Stored items:
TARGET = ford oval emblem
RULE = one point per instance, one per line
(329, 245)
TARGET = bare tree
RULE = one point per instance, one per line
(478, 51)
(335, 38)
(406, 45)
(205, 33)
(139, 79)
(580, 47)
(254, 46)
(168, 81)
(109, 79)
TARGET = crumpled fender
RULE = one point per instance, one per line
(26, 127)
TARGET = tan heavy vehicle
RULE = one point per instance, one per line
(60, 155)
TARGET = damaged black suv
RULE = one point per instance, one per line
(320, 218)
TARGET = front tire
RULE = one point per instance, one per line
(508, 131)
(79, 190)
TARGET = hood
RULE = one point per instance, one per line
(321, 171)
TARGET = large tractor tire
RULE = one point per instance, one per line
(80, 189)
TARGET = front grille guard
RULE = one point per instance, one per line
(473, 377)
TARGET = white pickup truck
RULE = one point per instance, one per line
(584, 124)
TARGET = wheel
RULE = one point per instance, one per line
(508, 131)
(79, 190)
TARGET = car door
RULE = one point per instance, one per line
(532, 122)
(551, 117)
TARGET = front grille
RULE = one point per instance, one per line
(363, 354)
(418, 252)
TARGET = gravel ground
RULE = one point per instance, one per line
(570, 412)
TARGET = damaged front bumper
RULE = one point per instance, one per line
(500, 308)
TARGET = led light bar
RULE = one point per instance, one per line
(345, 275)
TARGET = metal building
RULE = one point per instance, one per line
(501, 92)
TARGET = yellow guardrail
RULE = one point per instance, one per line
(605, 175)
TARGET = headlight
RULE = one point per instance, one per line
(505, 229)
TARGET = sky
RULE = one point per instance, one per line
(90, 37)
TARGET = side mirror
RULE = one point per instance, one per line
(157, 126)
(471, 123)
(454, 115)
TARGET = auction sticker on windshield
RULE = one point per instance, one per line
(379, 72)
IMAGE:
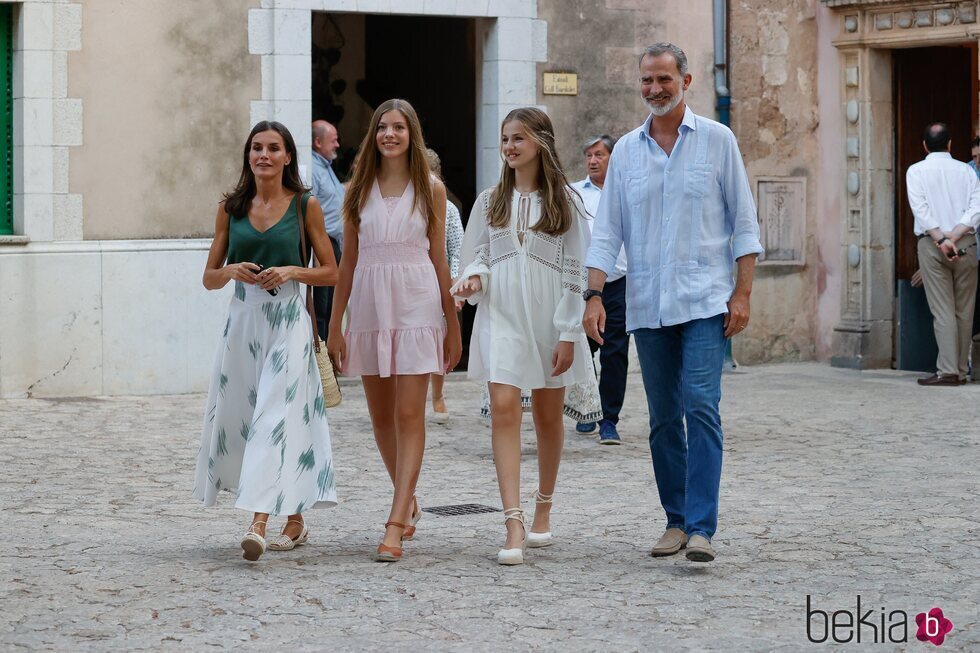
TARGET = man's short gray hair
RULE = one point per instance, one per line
(605, 139)
(658, 49)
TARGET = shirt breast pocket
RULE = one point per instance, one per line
(698, 179)
(637, 185)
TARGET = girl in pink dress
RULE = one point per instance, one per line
(394, 278)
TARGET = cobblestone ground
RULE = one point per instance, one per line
(836, 484)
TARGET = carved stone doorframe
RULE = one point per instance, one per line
(868, 31)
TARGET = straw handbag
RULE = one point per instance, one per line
(331, 389)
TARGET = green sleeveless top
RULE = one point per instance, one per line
(277, 246)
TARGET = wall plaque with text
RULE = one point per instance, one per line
(560, 84)
(782, 219)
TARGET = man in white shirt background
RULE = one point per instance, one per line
(945, 198)
(614, 353)
(330, 193)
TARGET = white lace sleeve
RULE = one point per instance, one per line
(474, 256)
(575, 242)
(454, 238)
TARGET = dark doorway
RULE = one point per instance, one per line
(431, 63)
(930, 84)
(361, 60)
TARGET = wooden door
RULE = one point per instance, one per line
(931, 85)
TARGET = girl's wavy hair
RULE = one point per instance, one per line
(556, 211)
(366, 168)
(238, 201)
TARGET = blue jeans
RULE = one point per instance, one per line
(681, 368)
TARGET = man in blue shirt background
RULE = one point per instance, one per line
(330, 193)
(677, 196)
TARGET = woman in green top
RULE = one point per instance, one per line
(265, 436)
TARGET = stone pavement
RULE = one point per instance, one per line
(836, 484)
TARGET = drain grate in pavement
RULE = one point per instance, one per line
(460, 509)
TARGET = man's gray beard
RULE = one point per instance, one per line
(662, 110)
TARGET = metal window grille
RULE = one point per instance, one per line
(6, 120)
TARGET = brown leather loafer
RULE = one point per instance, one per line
(940, 379)
(672, 541)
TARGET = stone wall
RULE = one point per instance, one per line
(600, 40)
(166, 89)
(775, 115)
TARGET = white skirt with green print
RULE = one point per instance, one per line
(265, 436)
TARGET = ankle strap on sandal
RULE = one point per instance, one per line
(514, 513)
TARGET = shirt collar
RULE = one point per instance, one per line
(322, 159)
(689, 121)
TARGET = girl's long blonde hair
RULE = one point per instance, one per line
(366, 167)
(556, 212)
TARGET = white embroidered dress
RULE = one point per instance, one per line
(531, 297)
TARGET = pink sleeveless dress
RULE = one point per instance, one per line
(396, 324)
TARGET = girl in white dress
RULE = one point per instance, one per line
(522, 265)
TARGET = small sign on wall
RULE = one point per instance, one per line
(560, 84)
(782, 219)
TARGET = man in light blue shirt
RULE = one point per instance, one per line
(614, 353)
(330, 193)
(677, 196)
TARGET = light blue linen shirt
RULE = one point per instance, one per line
(683, 219)
(330, 193)
(590, 197)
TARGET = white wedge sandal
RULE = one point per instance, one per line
(540, 540)
(283, 542)
(253, 544)
(514, 556)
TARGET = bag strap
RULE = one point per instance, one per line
(310, 307)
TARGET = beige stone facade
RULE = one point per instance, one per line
(165, 89)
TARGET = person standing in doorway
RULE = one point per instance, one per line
(454, 240)
(945, 197)
(614, 352)
(688, 221)
(329, 192)
(403, 324)
(974, 161)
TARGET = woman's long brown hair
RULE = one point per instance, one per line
(556, 211)
(238, 201)
(366, 169)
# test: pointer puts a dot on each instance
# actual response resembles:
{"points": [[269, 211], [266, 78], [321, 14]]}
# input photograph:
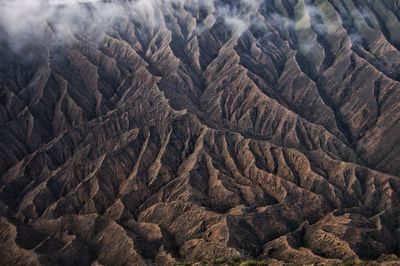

Task instructions: Each line of the data above that contains the word "wall" counts once; report the total and add nothing.

Answer box: 3